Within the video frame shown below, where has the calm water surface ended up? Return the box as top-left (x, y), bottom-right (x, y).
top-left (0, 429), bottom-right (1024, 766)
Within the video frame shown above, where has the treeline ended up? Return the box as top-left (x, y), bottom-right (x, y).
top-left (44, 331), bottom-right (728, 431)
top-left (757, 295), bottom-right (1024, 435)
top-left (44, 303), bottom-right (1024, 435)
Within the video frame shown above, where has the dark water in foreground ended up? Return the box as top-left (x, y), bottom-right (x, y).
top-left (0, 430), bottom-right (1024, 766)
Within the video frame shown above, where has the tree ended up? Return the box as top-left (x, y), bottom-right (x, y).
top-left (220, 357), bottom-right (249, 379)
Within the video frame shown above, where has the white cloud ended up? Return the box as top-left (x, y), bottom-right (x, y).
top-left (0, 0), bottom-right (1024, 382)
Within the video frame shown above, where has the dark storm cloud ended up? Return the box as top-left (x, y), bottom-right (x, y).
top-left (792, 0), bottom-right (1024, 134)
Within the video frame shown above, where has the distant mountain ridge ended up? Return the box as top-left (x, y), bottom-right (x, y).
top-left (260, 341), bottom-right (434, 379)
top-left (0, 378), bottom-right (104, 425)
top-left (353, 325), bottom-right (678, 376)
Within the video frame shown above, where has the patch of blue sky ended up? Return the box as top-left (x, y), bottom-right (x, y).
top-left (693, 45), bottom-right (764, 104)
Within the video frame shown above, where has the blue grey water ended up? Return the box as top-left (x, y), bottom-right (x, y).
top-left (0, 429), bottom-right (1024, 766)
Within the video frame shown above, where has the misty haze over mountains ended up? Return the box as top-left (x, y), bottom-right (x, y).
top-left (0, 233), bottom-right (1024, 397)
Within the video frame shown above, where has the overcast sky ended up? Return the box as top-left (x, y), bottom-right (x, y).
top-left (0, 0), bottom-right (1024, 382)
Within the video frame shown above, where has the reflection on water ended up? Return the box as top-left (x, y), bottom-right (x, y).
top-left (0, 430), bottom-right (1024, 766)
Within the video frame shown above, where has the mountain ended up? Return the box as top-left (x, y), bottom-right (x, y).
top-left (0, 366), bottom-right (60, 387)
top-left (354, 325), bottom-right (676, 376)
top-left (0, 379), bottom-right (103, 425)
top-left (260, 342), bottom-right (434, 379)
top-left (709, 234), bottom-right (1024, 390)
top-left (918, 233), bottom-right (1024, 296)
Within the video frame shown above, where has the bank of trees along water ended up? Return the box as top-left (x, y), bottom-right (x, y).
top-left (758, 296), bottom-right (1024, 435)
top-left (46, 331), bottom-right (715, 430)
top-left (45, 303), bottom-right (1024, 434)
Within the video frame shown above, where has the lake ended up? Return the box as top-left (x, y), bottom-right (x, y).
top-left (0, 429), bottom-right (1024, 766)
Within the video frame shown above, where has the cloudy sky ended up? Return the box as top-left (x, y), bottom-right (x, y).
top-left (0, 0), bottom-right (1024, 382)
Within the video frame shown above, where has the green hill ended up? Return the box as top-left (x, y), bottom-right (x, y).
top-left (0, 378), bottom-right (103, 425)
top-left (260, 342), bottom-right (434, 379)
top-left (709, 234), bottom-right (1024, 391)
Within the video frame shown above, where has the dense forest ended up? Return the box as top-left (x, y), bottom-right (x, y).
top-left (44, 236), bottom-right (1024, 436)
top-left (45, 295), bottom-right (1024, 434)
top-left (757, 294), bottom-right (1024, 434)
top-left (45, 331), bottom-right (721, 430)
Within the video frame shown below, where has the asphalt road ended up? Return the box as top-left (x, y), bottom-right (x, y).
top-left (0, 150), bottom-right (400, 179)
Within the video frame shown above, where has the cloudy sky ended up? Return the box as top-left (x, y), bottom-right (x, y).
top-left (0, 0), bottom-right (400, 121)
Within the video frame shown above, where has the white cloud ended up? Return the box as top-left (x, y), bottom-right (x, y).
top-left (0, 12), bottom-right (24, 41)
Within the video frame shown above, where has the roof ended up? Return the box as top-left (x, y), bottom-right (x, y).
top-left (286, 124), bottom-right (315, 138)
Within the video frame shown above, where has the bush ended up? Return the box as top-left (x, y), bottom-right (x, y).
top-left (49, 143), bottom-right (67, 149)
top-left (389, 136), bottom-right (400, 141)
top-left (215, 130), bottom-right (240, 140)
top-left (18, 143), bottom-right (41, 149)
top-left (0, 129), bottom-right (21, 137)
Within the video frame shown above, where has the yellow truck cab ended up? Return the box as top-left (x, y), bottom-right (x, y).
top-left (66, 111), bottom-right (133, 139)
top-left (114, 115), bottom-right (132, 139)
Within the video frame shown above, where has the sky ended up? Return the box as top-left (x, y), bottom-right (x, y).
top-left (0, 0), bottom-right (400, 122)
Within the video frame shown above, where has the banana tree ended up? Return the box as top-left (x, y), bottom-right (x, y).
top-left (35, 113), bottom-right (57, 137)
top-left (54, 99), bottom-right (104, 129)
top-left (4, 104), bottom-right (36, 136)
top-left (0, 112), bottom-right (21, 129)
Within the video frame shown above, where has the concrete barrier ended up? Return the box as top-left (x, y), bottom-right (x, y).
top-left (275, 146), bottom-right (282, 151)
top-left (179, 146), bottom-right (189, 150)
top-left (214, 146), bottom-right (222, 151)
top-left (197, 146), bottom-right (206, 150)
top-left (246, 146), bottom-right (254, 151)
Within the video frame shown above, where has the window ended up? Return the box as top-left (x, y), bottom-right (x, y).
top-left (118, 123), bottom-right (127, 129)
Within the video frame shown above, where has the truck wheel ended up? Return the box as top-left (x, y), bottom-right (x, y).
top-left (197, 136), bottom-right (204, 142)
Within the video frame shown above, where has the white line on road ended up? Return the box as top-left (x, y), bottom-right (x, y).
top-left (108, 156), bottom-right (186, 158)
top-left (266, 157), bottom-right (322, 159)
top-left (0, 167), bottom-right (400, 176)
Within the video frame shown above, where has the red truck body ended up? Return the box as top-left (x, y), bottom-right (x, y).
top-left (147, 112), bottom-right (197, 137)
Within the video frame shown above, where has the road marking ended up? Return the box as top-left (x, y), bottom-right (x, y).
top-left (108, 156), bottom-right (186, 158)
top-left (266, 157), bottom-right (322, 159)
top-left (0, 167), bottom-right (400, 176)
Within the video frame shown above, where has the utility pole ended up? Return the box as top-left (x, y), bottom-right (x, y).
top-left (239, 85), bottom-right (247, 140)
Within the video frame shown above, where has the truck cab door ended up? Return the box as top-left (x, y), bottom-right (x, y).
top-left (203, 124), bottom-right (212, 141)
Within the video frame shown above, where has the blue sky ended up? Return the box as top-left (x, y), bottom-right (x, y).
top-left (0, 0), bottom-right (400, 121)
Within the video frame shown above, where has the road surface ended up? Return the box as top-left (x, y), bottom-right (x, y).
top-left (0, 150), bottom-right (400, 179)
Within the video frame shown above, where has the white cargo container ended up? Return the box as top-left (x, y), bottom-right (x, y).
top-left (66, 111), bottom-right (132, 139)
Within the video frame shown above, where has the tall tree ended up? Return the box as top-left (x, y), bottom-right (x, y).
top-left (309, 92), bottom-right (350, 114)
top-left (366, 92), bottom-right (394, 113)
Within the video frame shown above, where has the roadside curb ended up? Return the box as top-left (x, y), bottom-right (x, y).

---+---

= Exercise goal =
Count how many lines of the records contain the string "surface", treating uppercase and lowercase letters as distinct, and give only that number.

= Written reply =
2